Starting at the line that contains "Player-tracking tagging: indicate the minivan windshield", copy each line through the end of the listing below. Include both ends and output nothing more.
begin Information shown
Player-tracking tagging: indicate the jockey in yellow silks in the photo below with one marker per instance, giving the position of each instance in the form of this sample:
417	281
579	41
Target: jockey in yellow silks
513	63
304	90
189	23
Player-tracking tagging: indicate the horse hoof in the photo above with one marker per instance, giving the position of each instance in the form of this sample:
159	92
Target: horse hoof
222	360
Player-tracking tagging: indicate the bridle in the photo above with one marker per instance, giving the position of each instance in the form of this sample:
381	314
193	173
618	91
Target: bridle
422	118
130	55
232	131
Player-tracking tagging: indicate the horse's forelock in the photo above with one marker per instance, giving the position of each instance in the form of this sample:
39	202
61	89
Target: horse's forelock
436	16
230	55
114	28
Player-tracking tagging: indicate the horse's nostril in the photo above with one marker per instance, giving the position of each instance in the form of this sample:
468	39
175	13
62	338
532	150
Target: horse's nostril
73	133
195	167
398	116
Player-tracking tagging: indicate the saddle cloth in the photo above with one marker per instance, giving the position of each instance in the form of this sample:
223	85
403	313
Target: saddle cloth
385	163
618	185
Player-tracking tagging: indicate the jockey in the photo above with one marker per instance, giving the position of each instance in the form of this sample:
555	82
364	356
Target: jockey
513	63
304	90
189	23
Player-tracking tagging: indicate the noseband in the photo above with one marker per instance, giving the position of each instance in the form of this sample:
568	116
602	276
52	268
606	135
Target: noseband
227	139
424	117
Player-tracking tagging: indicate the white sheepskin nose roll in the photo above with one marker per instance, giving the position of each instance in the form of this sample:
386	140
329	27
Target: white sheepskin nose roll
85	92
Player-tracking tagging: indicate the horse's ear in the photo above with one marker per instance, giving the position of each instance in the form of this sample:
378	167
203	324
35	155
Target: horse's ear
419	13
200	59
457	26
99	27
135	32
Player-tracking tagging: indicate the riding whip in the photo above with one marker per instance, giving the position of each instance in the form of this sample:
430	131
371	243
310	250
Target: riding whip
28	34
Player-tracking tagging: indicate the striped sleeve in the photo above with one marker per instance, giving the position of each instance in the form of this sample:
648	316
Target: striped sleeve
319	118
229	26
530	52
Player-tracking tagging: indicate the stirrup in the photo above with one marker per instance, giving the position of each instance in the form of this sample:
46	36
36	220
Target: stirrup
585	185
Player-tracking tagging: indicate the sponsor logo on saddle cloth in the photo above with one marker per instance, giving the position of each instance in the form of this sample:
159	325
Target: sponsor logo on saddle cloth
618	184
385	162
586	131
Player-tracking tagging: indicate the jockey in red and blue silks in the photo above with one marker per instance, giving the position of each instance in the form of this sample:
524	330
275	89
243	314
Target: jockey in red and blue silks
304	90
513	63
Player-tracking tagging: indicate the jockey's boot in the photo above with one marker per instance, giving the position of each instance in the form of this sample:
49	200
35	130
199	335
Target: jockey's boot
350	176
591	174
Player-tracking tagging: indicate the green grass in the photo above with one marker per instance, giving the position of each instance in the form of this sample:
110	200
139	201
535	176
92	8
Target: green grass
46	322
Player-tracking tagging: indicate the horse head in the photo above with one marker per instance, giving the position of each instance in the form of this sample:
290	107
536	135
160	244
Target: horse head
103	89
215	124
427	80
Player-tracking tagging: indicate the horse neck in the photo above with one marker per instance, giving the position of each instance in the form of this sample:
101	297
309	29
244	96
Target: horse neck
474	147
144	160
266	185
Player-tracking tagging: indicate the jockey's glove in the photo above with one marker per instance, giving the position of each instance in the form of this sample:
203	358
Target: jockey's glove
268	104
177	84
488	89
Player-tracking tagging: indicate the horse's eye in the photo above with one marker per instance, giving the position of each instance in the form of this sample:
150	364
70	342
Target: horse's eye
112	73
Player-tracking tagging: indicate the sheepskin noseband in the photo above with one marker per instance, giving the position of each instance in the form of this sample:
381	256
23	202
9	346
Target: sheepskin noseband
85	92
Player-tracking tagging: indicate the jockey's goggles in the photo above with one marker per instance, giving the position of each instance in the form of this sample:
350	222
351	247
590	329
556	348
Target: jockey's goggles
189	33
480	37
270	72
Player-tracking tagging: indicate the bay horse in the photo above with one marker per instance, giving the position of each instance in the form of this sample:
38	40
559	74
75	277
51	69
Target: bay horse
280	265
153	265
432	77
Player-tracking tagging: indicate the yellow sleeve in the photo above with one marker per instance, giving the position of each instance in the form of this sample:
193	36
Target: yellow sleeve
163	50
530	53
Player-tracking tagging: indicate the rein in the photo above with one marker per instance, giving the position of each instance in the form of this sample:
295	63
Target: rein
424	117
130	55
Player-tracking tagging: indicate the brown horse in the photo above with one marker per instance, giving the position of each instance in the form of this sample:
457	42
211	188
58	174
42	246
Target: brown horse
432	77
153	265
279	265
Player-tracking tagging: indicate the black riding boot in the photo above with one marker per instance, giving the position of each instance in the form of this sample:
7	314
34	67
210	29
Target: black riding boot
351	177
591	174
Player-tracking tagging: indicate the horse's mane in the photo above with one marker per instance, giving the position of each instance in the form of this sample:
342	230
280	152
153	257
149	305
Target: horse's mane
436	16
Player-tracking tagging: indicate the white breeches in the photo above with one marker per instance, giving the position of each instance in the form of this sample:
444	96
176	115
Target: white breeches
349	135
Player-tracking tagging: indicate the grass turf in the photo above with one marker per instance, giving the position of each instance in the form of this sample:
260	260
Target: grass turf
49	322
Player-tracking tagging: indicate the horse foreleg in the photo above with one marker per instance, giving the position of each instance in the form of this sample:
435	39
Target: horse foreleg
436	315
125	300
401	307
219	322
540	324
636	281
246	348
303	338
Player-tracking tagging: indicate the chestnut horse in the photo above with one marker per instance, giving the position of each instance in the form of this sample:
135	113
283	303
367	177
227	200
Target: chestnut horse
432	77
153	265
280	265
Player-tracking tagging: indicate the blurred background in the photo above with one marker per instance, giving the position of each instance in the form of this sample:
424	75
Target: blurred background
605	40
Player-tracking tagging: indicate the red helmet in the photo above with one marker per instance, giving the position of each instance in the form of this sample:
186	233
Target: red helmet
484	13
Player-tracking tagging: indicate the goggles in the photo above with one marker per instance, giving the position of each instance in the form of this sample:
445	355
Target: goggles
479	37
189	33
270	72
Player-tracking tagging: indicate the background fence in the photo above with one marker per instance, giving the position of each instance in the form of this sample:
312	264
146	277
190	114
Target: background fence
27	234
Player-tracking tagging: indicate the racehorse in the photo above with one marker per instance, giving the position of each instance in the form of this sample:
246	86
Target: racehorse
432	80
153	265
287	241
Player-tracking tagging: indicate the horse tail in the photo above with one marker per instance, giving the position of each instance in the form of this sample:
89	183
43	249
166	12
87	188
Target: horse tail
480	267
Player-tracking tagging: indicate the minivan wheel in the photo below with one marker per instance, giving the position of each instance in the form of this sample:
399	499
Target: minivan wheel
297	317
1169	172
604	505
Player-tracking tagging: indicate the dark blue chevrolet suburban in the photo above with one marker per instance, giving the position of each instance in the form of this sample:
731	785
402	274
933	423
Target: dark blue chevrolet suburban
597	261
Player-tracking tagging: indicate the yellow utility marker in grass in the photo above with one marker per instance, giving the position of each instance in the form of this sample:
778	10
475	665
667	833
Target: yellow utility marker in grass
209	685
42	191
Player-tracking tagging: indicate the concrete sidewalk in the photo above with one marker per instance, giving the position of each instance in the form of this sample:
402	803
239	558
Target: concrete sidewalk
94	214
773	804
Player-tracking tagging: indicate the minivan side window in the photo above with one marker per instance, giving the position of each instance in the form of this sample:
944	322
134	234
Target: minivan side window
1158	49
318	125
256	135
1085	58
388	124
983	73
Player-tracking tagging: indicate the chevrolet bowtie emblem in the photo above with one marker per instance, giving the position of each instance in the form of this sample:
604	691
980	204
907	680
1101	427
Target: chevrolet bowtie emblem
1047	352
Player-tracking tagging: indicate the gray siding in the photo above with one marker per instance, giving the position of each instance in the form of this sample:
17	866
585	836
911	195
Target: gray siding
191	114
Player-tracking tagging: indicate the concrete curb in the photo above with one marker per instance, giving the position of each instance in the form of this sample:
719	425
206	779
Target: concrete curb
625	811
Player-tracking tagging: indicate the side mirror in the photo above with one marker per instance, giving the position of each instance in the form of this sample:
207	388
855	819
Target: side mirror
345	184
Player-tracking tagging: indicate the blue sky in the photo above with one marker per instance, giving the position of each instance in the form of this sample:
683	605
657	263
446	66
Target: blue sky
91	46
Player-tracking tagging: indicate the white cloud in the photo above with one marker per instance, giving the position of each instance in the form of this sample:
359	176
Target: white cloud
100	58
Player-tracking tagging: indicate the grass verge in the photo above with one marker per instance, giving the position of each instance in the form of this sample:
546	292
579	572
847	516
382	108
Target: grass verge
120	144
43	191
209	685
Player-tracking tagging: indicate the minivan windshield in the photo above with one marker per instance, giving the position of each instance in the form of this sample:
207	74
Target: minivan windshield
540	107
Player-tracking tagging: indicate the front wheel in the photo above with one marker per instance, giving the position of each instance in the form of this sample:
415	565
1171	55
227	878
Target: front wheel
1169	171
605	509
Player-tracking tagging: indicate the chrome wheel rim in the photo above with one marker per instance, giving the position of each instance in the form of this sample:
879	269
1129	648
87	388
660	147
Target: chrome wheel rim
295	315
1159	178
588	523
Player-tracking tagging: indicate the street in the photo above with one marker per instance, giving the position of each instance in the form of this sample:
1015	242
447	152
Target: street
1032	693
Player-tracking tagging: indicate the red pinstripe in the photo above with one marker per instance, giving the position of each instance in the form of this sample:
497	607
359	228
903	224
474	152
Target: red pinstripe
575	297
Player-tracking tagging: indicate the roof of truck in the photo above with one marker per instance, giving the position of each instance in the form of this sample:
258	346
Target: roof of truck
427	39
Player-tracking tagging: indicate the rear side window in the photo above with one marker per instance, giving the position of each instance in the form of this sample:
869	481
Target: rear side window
end Information shown
▶ **Reply**
Player-tracking tagging: indicate the minivan windshield in the photo above with one marker per instance, giving the position of each instance in the form of this sample:
207	74
Target: minivan windshield
540	107
Player-tracking tagging: indicate the front wheel in the photo above with one marker per instance, giving the position of each instance in the form of this sample:
415	565
1171	55
227	878
Target: front wheel
1169	171
605	509
Player-tracking tagging: indicate the chrome wheel rim in the photo above with one marker per instance, giving the position of each instance in the form of this sample:
879	269
1129	648
87	388
660	147
Target: chrome wheel rim
295	315
1159	178
588	523
Player-tracking tagging: indicate the street in the photo above with one marker per instance, giving the position of each instance in the form of this sample:
1015	242
447	152
Target: street
1032	693
Player-tracking tagging: indicate the red pinstripe in the photo above with one marker per instance, giving the position of each instance in the form of this sample:
497	607
359	228
903	224
474	152
Target: red pinstripe
575	297
Player-tracking tagging: indicate the roof of truck in the photo above with one marker per instance, giving the position of each instance in the form of this sample:
258	346
Target: roof of truck
427	39
Player-tracking tagging: indicate the rear side window in the photo above with one marker per instance, giving the position of each instance in the form of this sample:
869	481
Target: rear side window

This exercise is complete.